Selected excerpt ::
Dual Pokey... so much more could be done.

[Rybags]

The OS routines would be close to useless. But doing custom SIO is no big problem. But for a second full-function SIO port you'd probably need to borrow a joystick port pin to act as the /Command line.

[tcdev]

It's not explained by the PCB, but a Vector Display is something different to a Raster Display.

Perhaps a Vector Processor is not a full CPU, but it is a Co-Processor. If the Main Processor had to handle the 3D , there had to be a second CPU to drive POKEY. Or a much faster processor with an adaptive bus system.

The (6502/6809) main CPU in the Atari vector arcade games build a "display list" in shared memory that consists primarily of VECTOR commands and calls to vector ROM routines (that consist of VECTOR commands). Once a complete "frame" has been described, the CPU hands it over to the AVG for actual display on the monitor, then gets on with the business of building the display list for the next frame. So the main CPU doesn't have to actually render any vectors itself.

 

The AVG in the arcade machines processes the "display list" of vector commands and controls the beam on the monitor to draw the vectors. It is a simple "processor" with a handful of special commands, either drawing or execution flow (JSR, JMP, RTS, HALT).

 

The so-called "math box" used in the games assist the main CPU with matrix arithmetic for 2D and 3D transforms. These calculations would be required whether the display is vector, or raster (with the same graphics rendered). The math box has a PROM which defines a dozen or so subroutines that chain together a few simple operations (think micro-code in a CPU) to provide more complex operations, like a 3x3 matrix multiply. The interface is, again, a block of shared memory.

 

FWIW A single 6809 in Star Wars controls the TMS5220 and 4x POKEY chips. The TMS5220 sample data is fed byte-by-byte by the 6809 whilst it's also doing POKEY sound. 2 POKEYs are used for FX, the other 2 for music.

[tcdev]

Referring to the design of POKEY, it is created to take use of one 6502 CPU. So, if you want to have every added POKEY used correctly, you have to add an extra 6502 CPU. Anything else is dreaming on a pink cloud...

 

Absolute rubbish.

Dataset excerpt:
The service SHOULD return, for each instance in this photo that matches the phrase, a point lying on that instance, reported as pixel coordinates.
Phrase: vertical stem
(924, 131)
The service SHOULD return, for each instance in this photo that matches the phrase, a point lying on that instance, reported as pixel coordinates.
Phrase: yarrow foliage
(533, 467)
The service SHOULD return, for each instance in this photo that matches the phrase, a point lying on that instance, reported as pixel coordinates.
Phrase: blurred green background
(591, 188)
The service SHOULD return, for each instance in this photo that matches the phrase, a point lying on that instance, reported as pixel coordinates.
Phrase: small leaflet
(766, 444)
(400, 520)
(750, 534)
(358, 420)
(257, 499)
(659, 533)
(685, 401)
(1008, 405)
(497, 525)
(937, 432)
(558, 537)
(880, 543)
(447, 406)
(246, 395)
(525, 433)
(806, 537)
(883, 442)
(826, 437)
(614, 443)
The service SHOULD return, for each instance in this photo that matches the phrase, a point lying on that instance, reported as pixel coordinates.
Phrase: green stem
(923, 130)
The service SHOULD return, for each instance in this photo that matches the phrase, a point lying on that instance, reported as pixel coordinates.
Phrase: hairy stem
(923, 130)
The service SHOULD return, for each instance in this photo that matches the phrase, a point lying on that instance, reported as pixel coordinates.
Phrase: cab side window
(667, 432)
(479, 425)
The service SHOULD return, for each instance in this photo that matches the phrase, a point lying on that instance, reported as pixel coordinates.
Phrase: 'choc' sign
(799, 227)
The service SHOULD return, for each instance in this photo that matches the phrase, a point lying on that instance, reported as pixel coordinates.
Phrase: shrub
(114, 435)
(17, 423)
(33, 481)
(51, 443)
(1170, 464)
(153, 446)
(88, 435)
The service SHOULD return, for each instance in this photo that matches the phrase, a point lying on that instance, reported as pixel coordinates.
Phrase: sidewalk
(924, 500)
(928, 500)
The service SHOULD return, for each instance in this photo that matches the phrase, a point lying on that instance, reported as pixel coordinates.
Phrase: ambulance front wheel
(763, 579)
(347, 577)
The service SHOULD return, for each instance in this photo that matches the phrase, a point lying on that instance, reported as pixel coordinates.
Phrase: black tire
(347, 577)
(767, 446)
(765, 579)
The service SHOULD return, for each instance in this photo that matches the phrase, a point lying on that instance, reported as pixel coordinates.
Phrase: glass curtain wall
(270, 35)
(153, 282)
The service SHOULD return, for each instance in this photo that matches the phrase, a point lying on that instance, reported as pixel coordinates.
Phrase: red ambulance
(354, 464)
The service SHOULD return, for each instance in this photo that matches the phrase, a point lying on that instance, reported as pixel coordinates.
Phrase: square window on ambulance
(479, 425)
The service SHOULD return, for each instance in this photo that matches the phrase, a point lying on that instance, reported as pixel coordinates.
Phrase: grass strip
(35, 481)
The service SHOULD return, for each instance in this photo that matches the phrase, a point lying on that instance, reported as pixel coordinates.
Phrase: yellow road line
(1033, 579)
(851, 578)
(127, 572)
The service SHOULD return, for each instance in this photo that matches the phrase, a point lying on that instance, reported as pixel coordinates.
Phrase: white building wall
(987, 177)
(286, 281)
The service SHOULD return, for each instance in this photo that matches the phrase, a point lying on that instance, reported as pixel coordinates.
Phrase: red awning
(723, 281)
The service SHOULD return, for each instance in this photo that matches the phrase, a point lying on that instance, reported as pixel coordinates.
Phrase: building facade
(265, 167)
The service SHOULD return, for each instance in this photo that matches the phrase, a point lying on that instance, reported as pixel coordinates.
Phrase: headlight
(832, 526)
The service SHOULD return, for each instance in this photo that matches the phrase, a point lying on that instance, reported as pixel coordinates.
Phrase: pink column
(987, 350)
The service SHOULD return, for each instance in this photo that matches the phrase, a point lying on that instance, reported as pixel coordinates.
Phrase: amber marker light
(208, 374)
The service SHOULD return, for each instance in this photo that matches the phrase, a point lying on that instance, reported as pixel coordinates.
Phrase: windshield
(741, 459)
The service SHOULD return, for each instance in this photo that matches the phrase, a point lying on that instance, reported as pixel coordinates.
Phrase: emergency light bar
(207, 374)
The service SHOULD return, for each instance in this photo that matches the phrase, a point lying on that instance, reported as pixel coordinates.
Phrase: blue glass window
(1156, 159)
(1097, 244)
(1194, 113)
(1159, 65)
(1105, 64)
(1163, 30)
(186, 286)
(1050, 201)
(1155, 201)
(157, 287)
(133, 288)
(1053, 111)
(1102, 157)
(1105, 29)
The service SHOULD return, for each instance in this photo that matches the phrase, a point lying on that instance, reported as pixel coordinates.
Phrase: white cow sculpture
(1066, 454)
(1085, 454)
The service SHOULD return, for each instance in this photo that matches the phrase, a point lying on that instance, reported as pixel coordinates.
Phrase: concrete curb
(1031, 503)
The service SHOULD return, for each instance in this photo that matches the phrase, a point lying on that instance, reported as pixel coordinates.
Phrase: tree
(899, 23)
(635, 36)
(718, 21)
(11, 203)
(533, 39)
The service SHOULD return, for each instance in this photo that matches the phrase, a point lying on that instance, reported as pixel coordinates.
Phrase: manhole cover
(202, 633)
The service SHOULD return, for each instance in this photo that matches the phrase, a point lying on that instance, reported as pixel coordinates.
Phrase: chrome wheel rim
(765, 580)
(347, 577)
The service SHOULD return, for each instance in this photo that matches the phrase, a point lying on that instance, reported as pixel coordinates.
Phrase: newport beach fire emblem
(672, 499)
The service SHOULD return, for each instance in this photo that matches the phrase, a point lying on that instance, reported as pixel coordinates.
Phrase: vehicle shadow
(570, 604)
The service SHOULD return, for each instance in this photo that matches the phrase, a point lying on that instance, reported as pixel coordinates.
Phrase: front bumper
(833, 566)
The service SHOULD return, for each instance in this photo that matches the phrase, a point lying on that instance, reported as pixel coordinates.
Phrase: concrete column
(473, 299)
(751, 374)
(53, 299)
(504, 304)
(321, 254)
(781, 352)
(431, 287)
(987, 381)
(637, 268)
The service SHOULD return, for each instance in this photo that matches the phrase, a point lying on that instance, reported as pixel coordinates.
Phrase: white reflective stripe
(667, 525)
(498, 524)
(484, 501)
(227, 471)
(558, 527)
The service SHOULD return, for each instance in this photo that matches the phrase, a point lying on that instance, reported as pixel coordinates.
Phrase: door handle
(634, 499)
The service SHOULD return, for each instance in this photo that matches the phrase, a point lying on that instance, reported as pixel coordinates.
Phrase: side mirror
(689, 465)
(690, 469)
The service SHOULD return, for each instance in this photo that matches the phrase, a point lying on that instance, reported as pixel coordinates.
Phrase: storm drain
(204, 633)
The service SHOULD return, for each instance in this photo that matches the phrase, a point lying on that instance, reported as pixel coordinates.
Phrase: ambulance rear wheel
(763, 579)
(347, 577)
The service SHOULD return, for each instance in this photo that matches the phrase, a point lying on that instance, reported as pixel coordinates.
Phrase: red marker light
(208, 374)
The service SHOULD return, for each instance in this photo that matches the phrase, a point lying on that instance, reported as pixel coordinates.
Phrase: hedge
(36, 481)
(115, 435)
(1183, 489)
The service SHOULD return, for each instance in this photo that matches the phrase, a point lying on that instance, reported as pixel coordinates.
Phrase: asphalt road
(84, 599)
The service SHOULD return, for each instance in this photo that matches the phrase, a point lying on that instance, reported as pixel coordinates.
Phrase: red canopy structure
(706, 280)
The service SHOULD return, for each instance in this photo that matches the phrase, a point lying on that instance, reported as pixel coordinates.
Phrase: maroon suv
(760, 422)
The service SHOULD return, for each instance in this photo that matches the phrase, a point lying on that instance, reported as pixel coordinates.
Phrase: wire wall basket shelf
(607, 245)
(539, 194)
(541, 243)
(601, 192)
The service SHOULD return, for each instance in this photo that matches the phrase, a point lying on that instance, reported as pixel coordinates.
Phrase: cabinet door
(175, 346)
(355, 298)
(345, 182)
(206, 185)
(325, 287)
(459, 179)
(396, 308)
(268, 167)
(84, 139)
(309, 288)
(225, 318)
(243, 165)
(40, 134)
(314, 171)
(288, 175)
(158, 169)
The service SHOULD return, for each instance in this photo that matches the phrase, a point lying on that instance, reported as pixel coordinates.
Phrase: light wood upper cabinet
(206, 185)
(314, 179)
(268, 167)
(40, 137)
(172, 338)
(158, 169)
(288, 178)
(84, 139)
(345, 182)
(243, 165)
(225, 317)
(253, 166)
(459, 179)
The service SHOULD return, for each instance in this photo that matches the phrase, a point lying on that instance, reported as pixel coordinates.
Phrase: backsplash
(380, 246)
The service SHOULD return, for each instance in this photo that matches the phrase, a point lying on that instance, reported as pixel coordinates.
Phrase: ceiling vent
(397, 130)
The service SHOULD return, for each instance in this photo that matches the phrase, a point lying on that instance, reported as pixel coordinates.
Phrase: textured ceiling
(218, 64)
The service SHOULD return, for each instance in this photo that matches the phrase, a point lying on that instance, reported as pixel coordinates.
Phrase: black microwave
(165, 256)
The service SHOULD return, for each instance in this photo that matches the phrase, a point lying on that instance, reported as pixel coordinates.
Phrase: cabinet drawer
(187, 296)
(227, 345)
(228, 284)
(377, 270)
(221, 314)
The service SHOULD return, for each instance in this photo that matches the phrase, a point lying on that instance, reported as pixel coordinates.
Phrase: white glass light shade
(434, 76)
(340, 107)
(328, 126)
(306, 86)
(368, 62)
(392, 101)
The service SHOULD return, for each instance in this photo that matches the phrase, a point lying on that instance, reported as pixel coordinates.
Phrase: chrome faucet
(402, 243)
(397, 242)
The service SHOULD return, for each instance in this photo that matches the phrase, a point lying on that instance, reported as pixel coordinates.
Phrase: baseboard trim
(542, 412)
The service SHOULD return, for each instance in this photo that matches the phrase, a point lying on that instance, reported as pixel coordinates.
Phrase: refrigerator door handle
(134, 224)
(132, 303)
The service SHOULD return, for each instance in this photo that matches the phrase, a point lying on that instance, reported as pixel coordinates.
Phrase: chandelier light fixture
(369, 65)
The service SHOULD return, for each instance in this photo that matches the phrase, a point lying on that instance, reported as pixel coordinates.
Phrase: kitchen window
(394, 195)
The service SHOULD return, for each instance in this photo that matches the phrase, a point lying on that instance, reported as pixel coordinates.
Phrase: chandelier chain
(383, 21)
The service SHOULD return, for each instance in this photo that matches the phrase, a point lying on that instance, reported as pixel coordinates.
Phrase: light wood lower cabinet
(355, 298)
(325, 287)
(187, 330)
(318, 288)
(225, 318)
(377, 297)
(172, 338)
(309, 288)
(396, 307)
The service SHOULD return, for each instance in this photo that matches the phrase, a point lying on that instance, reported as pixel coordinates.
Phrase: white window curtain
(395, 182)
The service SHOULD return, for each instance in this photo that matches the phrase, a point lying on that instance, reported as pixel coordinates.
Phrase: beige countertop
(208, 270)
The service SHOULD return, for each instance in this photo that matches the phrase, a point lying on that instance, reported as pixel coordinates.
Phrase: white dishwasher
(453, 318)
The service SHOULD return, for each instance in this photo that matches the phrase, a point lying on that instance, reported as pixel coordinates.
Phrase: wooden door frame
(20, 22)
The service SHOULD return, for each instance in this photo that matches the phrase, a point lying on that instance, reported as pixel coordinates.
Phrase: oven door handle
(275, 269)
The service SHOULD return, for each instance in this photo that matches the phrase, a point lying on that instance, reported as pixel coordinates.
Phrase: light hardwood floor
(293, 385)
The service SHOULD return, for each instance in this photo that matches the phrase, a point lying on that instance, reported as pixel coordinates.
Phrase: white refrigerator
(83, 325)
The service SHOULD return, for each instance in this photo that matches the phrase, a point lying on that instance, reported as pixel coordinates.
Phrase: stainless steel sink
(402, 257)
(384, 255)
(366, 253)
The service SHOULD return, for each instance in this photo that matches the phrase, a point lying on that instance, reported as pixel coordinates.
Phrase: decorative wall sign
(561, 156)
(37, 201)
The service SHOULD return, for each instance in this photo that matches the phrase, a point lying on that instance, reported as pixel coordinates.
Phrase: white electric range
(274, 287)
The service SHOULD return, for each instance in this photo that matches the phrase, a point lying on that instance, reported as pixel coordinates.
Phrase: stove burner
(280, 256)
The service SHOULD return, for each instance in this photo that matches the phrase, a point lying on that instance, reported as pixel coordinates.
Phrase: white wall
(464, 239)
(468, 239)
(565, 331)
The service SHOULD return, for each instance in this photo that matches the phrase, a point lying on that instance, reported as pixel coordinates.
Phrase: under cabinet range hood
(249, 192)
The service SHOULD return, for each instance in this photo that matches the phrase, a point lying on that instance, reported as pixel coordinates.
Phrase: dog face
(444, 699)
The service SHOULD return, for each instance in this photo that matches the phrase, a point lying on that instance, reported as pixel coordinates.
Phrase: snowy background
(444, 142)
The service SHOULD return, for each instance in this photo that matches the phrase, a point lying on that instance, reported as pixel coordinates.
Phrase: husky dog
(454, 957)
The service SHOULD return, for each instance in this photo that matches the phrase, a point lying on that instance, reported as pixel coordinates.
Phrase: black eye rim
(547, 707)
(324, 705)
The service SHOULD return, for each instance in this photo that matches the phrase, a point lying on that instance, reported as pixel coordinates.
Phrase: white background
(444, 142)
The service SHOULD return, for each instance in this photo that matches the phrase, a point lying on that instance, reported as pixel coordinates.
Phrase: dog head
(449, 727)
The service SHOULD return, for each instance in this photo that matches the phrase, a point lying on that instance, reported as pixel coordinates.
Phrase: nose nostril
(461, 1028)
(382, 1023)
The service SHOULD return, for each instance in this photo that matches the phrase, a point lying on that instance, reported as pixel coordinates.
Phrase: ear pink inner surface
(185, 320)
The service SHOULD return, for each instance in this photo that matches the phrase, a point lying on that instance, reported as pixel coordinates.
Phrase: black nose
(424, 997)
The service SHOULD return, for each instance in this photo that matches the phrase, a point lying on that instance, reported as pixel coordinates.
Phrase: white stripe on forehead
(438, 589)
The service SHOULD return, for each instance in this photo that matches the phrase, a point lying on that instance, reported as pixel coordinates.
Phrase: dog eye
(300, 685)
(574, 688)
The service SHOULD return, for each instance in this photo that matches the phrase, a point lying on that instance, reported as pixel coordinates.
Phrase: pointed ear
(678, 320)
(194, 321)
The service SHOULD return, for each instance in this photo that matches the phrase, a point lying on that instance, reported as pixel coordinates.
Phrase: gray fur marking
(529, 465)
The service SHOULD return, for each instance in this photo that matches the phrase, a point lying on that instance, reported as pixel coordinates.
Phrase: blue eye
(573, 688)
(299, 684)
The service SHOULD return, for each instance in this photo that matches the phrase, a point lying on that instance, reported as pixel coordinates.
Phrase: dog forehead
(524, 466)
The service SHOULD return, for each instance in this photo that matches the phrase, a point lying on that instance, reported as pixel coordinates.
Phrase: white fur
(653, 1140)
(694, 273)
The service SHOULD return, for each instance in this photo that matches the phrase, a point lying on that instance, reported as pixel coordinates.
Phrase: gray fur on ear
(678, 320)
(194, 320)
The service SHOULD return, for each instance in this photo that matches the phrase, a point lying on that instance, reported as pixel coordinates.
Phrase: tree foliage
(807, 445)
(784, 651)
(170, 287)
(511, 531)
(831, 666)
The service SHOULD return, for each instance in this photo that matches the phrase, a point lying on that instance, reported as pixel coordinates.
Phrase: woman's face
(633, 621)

What is asked ::
A: Answer these from the thread on POKEY and Atari vector arcade hardware:
(i) In a second full-function SIO port, what line would a borrowed joystick port pin serve as?
(ii) Which execution flow commands does the AVG have?
(iii) In Star Wars, how many POKEY chips are used for music?
B: Carry on the thread on POKEY and Atari vector arcade hardware from its last line.

Exercise answers ::
A:
(i) The /Command line.
(ii) JSR, JMP, RTS and HALT.
(iii) Two.

B:
[tcdev]

A 65816 would probably be needed to have acceptable results with quad POKEY audio. You're probably right about many of the other POKEY functions needing a dedicated CPU... otherwise, some kind of buffering circuit would be necessary, and that would cause lag.

 

Actually the 65816 would be quite unsuited to the POKEY. In native mode the 65816 is unable to byte-address memory, being restricted to two 8-bit accesses to sequential addresses. It does have an 8-bit access mode, but then you're crippling it down towards the 6502 again.

[tcdev]

 

IMHO this is a failed assumption. The POKEY chip is the one and only in the Atari 8-Bit chipset which has two (!) chip-select signals. Atari would have advisedly the goal to enable more than one POKEY in a system or cabinet. And CPU power isn´t the issue here.

 

Having 2 chip-select signals has nothing to do with having multiple POKEYs in a system; it's to simplify glue logic for the system designer, especially when the chip-select logic has two inputs, or being able to select either positive or negative logic without adding another inverter to the circuit.

 

Just like any other device, you can hook as many POKEY chips up to a CPU as you desire. The chip-select pin on each is driven by address decode circuitry that is part of the system design, not the POKEY itself.

[Bryan]

Actually the 65816 would be quite unsuited to the POKEY. In native mode the 65816 is unable to byte-address memory, being restricted to two 8-bit accesses to sequential addresses. It does have an 8-bit access mode, but then you're crippling it down towards the 6502 again.

I haven't looked at the 65816 much but if this is true you could simply shift the address lines down one and fail to decode to hardware on odd addresses.

[Rybags]

Problem is that'd screw up normal mode accesses.

 

As for CPU demand, one Pokey requires the full attention of one 6502 in the context of doing sample playback, nothing else.

But really, there's little point in using more than a couple of channels for samples at a time. Sure you can use 3 voices to get near to 5 bit sample resolution but going 4 is barely worth it. If you want higher fidelity sample playback then just add a Covox or equivalent.

 

A single CPU is more than capable of doing a 16 voice chiptune even though it'd likely leave next to no time for game logic.

Edited September 22, 2017 by Rybags

[tcdev]

I haven't looked at the 65816 much but if this is true you could simply shift the address lines down one and fail to decode to hardware on odd addresses.

Yeah but the issue is that you're now only using some of the available cycles to do useful stuff... so there's little advantage over using a 6502...

[+wood_jl]

 

 

What I'm wondering about is the need to "turn off" the dual POKEY. As a layman, shouldn't the "extra" POKEY lay dormant, until called upon? I thought I saw that it had to be switched on, and off?

[CPUWIZ]

 

Actually the 65816 would be quite unsuited to the POKEY. In native mode the 65816 is unable to byte-address memory, being restricted to two 8-bit accesses to sequential addresses. It does have an 8-bit access mode, but then you're crippling it down towards the 6502 again.

 

I wrote two SNES games in 65816, you can switch 8 16 bit on the fly, no crippling. Just useful.

[tcdev]

 

I wrote two SNES games in 65816, you can switch 8 <> 16 bit on the fly, no crippling. Just useful.

 

I've written 65816 ASM as well. Switching between 8<->16 bit chews up cycles and whatever 'advantage' the 65816 had over the 6502 for controlling POKEY chips is looking less and less...